The new subcommittee holding jurisdiction over the subject area of the Freedom of Information Act in the House of Representatives -- the Government Reform Committee's Subcommittee on Government Management, Finance, and Accountability -- has held a basic oversight hearing on the FOIA's governmentwide administration.

Entitled "Information Policy in the 21st Century: A Review of the Freedom of Information Act," this hearing was held on May 11 and was chaired by Representative Todd Russell Platts (R-Pa.), who chaired this subcommittee in the 108th Congress as well. In the 108th Congress, jurisdiction over the FOIA was held by another Government Reform Committee subcommittee, the same one that oversaw FOIA matters for many years in the past. Due to a change in subcommittee alignments in 109th Congress, however, the FOIA was added to the jurisdiction of Chairman Platts's subcommittee, which in the past has handled a variety of matters other than those pertaining to information policy.

The Administration was represented at this hearing by Carl Nichols, a political appointee who serves as a Deputy Assistant Attorney General in the Department of Justice's Civil Division, which handles some FOIA litigation within its Federal Programs Branch, which he oversees. He very ably presented testimony describing the FOIA's governmentwide administration from the federal agency perspective, and he was assisted in responding to the subcommittee's questions by the co-directors of OIP. See Department of Justice Testimony (May 11, 2005). His testimony relied upon the most recent report of the Justice Department's governmentwide FOIA policy activities, entitled "Description of Department of Justice Efforts to Encourage Agency Compliance with the Act" (Apr. 1, 2005), which is the major part of the Justice Department's annual FOIA report to Congress.

Also testifying from the executive branch was the new Archivist of the United States, Allen Weinstein, who oversees the National Archives and Records Administration and is a former FOIA requester himself from his days as an author and university professor. An additional perspective was provided by Linda D. Koontz, Director of Information Management at the Government Accountability Office, who presented statistics gleaned from agencies' annual FOIA reports and noted that in Fiscal Year 2004, 92% of all FOIA requests were reported "granted in full," while "[o]nly relatively small numbers were partially granted (3 percent), denied (1 percent), or not [granted] for other reasons (5 percent)." Government Accountability Office Testimony (May 11, 2005), at 15.

= DATASET EXTRACT =
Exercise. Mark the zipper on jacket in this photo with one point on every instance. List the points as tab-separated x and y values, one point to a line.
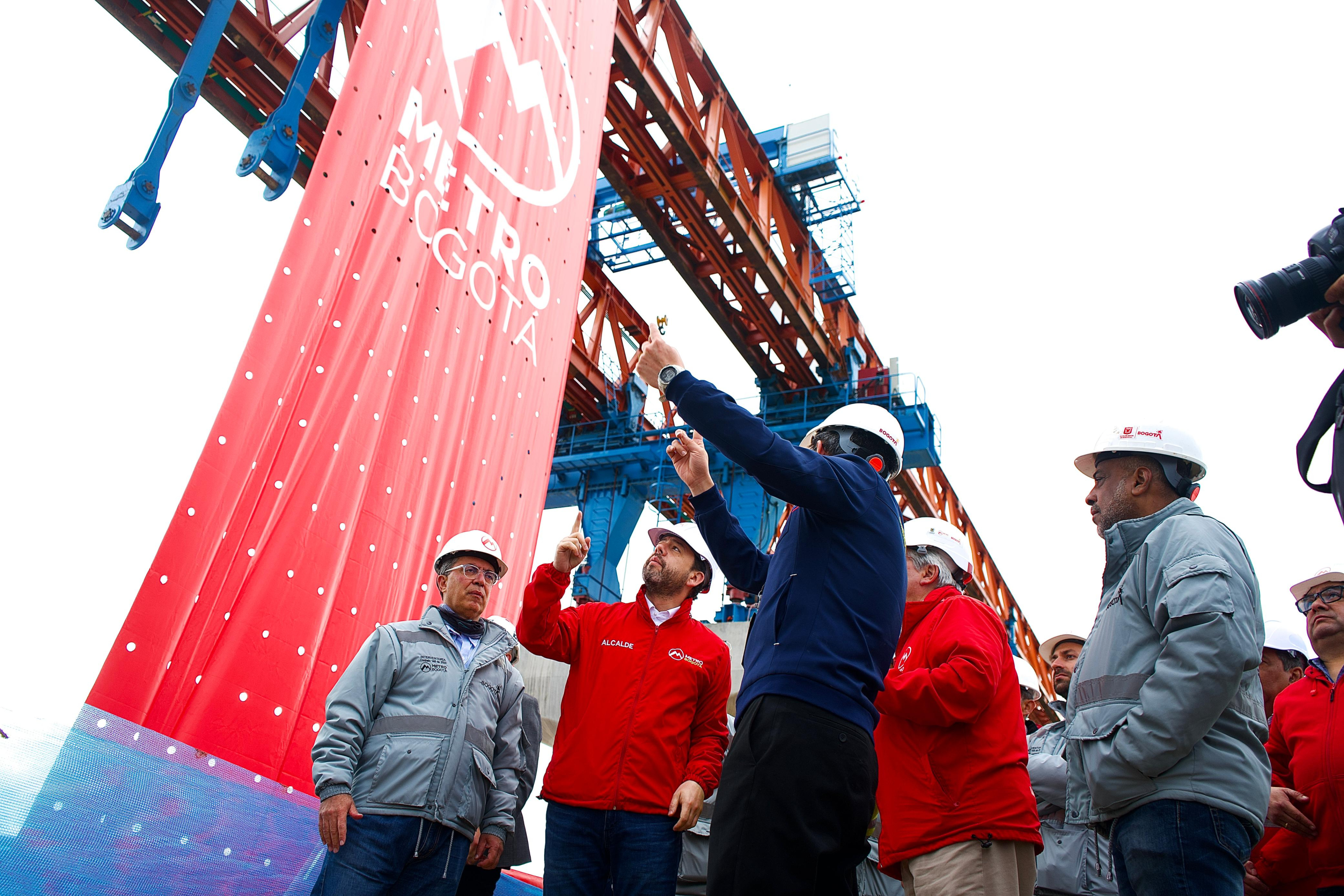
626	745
* * *
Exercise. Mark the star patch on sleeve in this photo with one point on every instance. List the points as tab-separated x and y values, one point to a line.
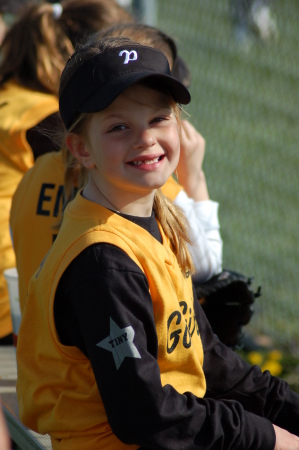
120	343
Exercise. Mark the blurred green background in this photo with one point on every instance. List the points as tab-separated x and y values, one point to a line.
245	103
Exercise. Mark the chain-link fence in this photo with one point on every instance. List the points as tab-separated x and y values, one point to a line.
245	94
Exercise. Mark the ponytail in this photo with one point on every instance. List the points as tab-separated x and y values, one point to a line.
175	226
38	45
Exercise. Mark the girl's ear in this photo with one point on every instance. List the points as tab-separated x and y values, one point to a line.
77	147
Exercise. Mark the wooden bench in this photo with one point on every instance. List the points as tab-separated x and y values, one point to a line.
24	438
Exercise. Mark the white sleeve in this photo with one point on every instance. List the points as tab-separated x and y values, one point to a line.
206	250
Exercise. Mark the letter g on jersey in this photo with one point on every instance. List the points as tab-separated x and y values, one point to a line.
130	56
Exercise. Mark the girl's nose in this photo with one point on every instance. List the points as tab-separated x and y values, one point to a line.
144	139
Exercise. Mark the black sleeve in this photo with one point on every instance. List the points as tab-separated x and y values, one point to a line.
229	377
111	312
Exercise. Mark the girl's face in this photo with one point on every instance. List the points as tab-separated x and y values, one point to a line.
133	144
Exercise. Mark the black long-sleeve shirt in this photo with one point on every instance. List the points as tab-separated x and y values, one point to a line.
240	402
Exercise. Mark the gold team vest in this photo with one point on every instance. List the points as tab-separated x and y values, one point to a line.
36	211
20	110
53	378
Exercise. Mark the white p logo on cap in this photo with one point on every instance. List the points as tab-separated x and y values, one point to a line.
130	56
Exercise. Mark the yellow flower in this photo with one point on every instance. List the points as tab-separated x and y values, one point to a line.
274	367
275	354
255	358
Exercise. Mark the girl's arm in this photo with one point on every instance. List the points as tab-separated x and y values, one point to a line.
==
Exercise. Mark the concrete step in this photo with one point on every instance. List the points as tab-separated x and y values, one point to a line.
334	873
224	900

= DIRECTIONS FOR THIS TASK =
Name every person mentioned by name in the text about the FOIA oversight hearing.

= RESULT FOR THIS EXERCISE =
Todd Russell Platts, Carl Nichols, Allen Weinstein, Linda D. Koontz